• _SELECTED TEXT_
36

I want to set the string N=xxx as the title of my figure, where xxx is the number of observations in the data frame that I pass as the data argument to ggplot(). In my current code, I explicitly pass that data frame a second time as an argument to sprintf() which I use inside of labs():

ggplot(mtcars, aes(mpg, hp)) + 
    labs(title=sprintf("N=%i", nrow(mtcars))) + 
    geom_point()

This does produce the desired title, but it won't work with more complex tasks: I use a dplyr pipe to construct the data frame that is being plotted, and as this is a time-consuming process, I wouldn't want to repeat the pipe a second time to obtain the number of rows like in the example.

So, how do I access the data frame that has been passed as an argument to ggplot() from within the argument specifications of the functions that are used to modify the plot?

Schmuddi
  • 1,995
  • 21
  • 35

2 Answers2

58
mtcars %>% {
  ggplot(., aes(mpg, hp)) + 
  labs(title = paste("N =", nrow(.))) + 
  geom_point()
}

Note that when wrapping the whole ggplot call in {...} curly braces, you must use the . dot pronoun for the data argument in ggplot(., ...). Then you can call back that object using the . pronoun anywhere in the call.

enter image description here

Brian
  • 7,900
  • 1
  • 27
  • 41
  • Excellent, this is exactly what I was looking for. I vaguely remembered something about using `.`, but didn't know where to look that up. Thanks to your answer, I found that this is described in the `magrittr` vignette: https://cran.r-project.org/web/packages/magrittr/vignettes/magrittr.html – Schmuddi Jul 13 '17 at 18:42
  • You can also use `sprintf` instead of `paste` of course, for more control over the formatting. – Brian Jul 13 '17 at 18:43
  • This is very nice, I didn't think of using {} to create an "function" like this. – rsmith54 Oct 30 '19 at 21:00
  • 1
    @rsmith54, I find myself doing it all the time with `%>%` and non-tidyverse functions that put the `data` argument later on, like `lmer`. – Brian Oct 31 '19 at 00:01
  • 1
    Yeah, it is a really nice trick. I wonder if it would be useful to add some information on the mechanism to the answer as well. – rsmith54 Oct 31 '19 at 13:41
  • Why does this not work with "ggcorr" which is also based on "ggplot2"? – Ömer An Jan 17 '23 at 03:12
  • @ÖmerAn I've never used `ggcorr` but looking at its documentation, I see no reason it shouldn't work the same. Can you open a new question with your code that's not working? – Brian Jan 18 '23 at 18:16
12

Another option that takes advantage of another of magrittr's pipe-lining features: the tee operator %T>%.

• _DATASET EXCERPTS_
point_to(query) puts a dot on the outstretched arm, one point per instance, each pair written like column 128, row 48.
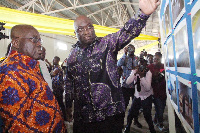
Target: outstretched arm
column 148, row 6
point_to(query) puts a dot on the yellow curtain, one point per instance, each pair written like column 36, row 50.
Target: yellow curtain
column 49, row 24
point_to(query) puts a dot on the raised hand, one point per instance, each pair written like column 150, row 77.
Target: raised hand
column 148, row 6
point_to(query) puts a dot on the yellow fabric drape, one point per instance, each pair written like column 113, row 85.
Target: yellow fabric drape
column 49, row 24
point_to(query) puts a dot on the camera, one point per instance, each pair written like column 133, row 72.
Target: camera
column 130, row 50
column 159, row 77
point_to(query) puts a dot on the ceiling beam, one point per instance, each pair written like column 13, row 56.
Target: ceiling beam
column 95, row 18
column 89, row 4
column 72, row 10
column 102, row 10
column 108, row 16
column 14, row 2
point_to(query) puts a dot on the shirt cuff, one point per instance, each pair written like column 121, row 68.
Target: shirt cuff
column 143, row 16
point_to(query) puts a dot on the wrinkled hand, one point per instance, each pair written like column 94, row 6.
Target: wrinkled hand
column 148, row 6
column 46, row 60
column 141, row 73
column 125, row 50
column 69, row 114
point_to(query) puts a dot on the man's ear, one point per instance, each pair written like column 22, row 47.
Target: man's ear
column 15, row 43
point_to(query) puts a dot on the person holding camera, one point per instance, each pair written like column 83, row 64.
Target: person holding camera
column 159, row 89
column 127, row 62
column 141, row 77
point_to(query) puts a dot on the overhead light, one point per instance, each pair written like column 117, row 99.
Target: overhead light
column 62, row 46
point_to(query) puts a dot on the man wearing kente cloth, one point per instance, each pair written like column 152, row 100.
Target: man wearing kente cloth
column 26, row 102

• _WHAT YOU NEED TO DO_
(1) Echo the passage of the ggplot thread that opens with the words "I want to set" and closes with "modify the plot?", leaving it unchanged.
(2) Check each statement against the ggplot thread and answer yes or no, quoting the words that decide it. (a) The asker builds the plotted data frame with a dplyr pipe. (b) When the ggplot call is wrapped in curly braces, using the dot pronoun for the data argument is optional. (c) Brian notes that sprintf can replace paste.
(3) Finish out the next part of the ggplot thread, starting right after its final sentence.
The listing can be left aside.

• _TASK-BY-TASK ANSWERS_
(1)
I want to set the string N=xxx as the title of my figure, where xxx is the number of observations in the data frame that I pass as the data argument to ggplot(). In my current code, I explicitly pass that data frame a second time as an argument to sprintf() which I use inside of labs():

ggplot(mtcars, aes(mpg, hp)) + 
    labs(title=sprintf("N=%i", nrow(mtcars))) + 
    geom_point()

This does produce the desired title, but it won't work with more complex tasks: I use a dplyr pipe to construct the data frame that is being plotted, and as this is a time-consuming process, I wouldn't want to repeat the pipe a second time to obtain the number of rows like in the example.

So, how do I access the data frame that has been passed as an argument to ggplot() from within the argument specifications of the functions that are used to modify the plot?

(2)
(a) Yes: "I use a dplyr pipe to construct the data frame that is being plotted"
(b) No: "you must use the . dot pronoun for the data argument in ggplot(., ...)"
(c) Yes: "You can also use `sprintf` instead of `paste` of course, for more control over the formatting."

(3)
library(ggplot2)
library(magrittr)
# to solidify where the variable will be out-of-scope defined
nr <- "oops"
mtcars %T>%
  { nr <<- nrow(.) } %>%
  ggplot(aes(mpg, hp)) + 
    labs(title=sprintf("N=%i", nr)) + 
  geom_point()

(This can also be done using dplyr's do({nr <<- nrow(.)}) %>%.)

This differs from Brian's answer in two ways:

  1. Subjectively "cleaner looking", in that the ggplot code is not indented within a code block. (As commented, though, the blending of different pipelines could be a negative as well.)

  2. It has side-effect, by creating nr outside of the pipeline and ggplot pipes. By pre-assigning nr, I think this mitigates reaching outside of the local environment, but it's still a little sloppy.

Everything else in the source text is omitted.